The problem: Of the lines below, copy those that hold the word "prompts".

[Data excerpts]
────────

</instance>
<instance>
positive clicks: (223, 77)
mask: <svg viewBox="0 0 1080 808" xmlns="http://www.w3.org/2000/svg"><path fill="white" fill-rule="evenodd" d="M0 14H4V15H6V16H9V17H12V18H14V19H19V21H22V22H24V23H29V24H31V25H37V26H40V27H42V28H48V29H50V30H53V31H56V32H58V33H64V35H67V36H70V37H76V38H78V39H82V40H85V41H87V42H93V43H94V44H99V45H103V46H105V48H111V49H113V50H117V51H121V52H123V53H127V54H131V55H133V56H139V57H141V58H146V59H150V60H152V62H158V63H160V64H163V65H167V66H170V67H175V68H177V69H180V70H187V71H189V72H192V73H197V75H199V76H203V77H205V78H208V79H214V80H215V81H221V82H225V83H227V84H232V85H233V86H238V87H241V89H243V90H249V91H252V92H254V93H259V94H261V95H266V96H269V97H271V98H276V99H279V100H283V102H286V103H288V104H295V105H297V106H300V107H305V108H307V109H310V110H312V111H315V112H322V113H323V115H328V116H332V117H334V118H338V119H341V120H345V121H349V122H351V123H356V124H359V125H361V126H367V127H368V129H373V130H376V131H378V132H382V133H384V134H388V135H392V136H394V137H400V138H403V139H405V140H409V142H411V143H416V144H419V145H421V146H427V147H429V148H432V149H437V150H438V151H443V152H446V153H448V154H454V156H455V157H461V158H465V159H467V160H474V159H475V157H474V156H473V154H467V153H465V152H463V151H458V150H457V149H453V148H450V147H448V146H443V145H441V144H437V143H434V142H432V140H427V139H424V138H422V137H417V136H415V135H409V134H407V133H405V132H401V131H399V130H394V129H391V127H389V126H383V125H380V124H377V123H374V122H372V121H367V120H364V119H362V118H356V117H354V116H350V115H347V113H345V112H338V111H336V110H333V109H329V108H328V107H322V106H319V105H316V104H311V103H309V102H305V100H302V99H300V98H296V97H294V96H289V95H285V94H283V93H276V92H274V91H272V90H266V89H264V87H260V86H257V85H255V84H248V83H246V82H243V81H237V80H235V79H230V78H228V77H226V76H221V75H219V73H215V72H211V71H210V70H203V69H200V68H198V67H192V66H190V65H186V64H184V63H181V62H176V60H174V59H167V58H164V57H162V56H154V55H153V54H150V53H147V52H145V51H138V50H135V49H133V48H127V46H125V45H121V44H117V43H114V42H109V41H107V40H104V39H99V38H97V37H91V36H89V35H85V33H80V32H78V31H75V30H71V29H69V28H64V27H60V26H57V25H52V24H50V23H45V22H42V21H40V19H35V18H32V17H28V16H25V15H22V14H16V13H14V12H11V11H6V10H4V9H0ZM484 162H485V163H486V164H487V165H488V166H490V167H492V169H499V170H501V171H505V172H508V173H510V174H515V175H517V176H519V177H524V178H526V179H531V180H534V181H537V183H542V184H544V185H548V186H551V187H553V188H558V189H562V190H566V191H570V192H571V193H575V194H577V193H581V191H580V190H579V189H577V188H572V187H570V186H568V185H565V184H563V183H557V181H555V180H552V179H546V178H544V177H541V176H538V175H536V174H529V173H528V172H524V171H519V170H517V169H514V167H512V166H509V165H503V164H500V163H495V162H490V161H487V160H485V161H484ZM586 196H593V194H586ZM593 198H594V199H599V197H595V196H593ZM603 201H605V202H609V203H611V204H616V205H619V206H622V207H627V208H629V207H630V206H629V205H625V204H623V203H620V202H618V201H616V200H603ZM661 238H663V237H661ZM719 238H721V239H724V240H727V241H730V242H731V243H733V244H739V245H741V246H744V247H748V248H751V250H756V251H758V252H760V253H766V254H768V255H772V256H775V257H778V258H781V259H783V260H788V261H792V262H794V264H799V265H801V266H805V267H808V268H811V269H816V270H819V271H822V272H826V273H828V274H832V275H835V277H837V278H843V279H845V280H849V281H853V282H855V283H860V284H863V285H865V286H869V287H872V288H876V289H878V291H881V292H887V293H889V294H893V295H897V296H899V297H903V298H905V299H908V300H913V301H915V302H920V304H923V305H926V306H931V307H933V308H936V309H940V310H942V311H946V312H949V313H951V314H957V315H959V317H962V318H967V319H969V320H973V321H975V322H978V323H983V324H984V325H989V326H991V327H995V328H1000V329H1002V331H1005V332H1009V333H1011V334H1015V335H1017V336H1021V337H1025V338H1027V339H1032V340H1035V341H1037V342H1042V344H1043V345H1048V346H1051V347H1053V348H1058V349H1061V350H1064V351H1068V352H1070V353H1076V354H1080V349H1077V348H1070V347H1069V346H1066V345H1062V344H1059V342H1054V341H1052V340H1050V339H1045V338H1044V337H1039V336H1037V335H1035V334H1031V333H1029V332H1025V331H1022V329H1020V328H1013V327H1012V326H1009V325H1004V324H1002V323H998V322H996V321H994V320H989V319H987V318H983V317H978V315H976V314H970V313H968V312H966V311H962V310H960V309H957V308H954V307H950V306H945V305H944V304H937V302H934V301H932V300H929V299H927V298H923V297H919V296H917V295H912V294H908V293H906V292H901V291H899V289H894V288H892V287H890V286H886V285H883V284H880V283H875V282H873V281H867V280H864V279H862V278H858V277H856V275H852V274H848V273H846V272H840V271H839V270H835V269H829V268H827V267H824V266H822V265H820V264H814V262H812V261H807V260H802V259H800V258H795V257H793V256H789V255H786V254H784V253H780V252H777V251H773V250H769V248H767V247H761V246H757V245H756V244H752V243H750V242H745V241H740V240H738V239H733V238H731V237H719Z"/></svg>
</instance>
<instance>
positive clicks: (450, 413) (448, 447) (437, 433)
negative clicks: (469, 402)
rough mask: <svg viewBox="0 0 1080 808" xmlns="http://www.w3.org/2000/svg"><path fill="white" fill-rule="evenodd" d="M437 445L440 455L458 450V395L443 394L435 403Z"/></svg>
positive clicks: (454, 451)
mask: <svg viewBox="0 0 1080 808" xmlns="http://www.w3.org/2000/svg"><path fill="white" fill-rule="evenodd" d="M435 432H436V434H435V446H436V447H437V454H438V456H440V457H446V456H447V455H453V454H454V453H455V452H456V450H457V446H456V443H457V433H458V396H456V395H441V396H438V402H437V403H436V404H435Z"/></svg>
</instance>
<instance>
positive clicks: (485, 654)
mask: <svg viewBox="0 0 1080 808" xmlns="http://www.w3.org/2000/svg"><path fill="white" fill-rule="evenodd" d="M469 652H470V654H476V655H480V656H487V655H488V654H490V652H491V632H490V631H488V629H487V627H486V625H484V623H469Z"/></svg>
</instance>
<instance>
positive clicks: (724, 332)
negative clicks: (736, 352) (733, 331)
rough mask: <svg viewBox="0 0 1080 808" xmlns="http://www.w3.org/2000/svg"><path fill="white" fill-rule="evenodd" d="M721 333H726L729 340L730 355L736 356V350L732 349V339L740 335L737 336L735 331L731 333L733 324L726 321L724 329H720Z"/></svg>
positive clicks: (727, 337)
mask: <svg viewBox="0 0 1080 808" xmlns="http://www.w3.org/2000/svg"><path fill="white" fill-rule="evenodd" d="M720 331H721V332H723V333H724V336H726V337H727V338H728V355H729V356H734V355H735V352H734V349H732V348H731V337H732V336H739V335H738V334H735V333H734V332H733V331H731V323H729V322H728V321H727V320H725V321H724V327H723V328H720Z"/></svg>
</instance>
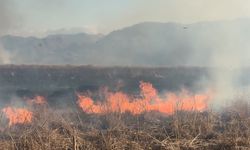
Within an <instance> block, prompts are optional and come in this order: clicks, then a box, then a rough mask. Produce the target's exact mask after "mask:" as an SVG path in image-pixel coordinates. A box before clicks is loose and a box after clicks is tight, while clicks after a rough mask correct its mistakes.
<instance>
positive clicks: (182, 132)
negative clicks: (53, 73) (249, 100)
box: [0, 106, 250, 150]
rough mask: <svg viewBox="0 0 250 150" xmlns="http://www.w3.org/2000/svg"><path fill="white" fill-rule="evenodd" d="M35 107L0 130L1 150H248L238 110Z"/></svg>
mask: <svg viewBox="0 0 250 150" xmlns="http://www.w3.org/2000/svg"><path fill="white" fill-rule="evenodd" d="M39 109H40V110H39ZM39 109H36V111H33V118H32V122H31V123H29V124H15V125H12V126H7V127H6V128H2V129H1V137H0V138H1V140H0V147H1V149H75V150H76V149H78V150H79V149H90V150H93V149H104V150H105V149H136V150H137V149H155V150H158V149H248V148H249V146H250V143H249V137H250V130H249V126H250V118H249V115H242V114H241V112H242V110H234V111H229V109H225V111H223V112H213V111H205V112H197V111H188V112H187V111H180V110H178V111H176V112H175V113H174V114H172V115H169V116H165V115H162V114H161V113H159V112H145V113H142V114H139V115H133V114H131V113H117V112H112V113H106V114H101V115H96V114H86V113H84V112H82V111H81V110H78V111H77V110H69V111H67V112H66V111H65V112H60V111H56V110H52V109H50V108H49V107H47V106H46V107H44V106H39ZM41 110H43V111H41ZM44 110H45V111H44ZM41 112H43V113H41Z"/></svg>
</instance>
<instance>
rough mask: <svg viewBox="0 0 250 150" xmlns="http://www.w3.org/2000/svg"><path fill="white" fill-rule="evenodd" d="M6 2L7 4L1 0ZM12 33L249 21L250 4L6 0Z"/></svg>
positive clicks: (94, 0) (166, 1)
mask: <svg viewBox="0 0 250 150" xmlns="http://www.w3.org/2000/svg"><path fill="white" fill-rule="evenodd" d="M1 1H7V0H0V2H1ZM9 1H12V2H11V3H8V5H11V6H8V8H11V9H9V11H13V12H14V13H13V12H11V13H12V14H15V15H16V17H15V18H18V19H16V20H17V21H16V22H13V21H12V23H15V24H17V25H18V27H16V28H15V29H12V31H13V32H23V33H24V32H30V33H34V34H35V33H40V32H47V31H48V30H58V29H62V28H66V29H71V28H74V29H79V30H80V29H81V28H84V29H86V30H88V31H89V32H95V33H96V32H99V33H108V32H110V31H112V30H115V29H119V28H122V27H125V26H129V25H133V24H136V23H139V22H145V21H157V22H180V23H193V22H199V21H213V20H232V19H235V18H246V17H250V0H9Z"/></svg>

────────

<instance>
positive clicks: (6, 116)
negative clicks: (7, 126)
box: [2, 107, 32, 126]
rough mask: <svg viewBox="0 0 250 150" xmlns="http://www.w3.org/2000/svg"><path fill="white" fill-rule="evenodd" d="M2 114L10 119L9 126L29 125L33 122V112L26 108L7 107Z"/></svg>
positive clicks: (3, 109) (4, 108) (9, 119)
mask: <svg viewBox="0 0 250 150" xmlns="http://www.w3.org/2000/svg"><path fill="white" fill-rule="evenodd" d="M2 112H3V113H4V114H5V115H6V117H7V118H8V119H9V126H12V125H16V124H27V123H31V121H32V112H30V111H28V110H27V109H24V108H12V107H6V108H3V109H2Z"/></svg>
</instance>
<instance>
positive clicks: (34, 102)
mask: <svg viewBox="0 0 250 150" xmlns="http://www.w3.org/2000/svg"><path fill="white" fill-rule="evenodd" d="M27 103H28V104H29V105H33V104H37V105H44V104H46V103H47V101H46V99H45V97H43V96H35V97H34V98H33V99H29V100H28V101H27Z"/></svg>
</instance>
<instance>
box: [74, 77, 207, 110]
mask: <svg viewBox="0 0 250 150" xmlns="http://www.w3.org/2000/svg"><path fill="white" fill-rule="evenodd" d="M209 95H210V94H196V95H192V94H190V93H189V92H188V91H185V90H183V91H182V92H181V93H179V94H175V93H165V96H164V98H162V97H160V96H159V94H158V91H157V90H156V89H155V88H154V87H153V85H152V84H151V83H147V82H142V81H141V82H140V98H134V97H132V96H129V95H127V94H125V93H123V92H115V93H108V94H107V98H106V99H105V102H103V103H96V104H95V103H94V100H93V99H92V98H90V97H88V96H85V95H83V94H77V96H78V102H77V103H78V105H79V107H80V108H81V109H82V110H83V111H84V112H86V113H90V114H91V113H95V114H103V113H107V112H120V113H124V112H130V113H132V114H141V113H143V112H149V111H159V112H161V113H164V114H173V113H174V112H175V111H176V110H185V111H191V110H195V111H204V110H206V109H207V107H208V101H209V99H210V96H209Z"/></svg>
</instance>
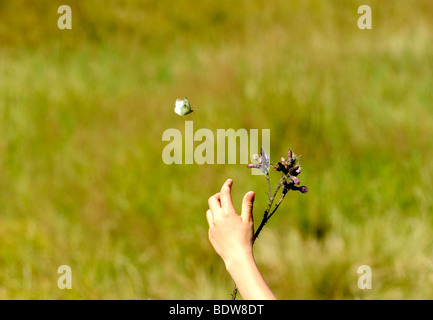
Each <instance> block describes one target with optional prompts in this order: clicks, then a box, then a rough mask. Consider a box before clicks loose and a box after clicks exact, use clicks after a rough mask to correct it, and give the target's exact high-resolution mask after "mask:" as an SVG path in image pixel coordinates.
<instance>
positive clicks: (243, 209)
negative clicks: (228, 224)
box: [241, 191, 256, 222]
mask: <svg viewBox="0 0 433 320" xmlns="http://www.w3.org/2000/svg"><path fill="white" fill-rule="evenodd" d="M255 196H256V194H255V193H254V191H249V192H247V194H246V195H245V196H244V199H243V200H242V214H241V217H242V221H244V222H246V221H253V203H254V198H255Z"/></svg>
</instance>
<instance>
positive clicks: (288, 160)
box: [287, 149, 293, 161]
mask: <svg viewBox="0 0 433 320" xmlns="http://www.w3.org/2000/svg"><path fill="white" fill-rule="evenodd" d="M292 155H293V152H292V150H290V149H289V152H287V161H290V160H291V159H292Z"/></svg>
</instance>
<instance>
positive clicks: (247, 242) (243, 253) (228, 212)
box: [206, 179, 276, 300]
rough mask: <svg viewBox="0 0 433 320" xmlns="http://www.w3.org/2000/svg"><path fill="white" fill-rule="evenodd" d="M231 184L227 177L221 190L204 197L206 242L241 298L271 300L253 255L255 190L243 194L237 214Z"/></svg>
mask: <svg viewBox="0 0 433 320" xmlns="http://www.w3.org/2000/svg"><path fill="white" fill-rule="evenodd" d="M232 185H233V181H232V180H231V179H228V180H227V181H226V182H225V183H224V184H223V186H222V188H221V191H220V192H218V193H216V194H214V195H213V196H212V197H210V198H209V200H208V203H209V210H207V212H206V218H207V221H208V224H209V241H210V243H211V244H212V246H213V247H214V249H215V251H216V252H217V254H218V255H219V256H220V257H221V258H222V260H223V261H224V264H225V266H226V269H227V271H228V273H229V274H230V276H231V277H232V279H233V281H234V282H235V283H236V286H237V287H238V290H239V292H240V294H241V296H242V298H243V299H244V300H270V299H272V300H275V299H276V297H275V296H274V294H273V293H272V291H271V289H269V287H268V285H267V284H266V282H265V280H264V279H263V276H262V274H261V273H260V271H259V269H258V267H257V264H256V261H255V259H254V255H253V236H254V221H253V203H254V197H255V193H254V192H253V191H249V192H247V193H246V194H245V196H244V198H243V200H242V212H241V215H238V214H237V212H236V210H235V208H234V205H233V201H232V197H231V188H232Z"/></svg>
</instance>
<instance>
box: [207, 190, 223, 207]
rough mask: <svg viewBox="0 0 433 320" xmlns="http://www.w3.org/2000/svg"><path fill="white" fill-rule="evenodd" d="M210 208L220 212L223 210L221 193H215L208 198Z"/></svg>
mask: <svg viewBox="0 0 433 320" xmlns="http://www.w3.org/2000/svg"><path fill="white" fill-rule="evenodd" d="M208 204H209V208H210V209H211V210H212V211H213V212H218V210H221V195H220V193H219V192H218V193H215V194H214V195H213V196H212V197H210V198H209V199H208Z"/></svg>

────────

Answer space:
Within an <instance> block, prompts are optional and come in this order: clicks, then a box, then a rough mask. Produce the target's exact mask after "mask:" as an SVG path in image-pixel coordinates. A box before clicks is loose and a box after clicks is tight, while clicks after a rough mask correct its mistakes.
Each <instance> block describes one target with optional prompts in this order: clicks, then a box, then a rough mask. Consider a box before clicks loose and a box after clicks exact, use clicks after a rough mask to correct it, and give the target's exact high-resolution mask after "mask:" as an SVG path in image pixel coordinates.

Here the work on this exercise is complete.